__WRITTEN TASK__.
Determine how many lines in the items below contain the string "find", and state only that number.

>> BEGIN LISTED RECORDS

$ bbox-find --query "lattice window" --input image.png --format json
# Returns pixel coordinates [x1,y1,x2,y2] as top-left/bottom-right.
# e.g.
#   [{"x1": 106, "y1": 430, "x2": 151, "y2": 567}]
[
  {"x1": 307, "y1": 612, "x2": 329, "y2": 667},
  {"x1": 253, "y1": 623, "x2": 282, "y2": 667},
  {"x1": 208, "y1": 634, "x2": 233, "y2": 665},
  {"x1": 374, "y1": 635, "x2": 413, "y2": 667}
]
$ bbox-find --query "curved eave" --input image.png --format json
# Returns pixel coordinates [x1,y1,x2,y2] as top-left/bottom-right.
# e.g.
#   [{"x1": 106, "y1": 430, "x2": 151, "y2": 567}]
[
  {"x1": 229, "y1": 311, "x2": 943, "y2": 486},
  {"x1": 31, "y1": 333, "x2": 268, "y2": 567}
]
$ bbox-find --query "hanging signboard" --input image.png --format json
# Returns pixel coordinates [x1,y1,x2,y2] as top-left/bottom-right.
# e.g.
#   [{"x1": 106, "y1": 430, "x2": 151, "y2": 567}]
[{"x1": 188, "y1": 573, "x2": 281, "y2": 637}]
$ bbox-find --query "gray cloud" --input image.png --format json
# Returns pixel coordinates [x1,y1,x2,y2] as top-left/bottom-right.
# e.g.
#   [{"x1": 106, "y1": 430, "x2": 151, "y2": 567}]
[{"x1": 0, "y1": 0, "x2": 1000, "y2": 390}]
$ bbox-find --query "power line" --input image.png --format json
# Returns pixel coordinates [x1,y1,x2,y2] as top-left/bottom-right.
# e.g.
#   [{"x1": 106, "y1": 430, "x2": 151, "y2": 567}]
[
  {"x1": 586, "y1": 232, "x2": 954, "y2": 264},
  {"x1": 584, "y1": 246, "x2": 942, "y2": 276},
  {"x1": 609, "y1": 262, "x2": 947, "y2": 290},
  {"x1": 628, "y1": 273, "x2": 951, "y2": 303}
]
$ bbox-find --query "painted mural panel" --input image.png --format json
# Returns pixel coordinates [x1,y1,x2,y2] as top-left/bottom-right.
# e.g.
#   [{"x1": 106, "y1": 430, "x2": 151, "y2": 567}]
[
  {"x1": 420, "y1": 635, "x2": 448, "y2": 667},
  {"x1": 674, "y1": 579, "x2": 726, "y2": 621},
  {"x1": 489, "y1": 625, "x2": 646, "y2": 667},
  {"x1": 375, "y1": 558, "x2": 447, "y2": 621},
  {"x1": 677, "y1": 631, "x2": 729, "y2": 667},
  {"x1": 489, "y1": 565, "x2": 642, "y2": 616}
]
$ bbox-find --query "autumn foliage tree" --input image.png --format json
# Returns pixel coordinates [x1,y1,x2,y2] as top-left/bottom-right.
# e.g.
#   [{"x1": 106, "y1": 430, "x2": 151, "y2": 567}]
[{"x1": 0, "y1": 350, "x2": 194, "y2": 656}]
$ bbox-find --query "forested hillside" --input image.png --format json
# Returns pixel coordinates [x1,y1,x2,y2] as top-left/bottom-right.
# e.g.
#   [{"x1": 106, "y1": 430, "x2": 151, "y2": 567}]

>> END LISTED RECORDS

__EXPECTED ANSWER__.
8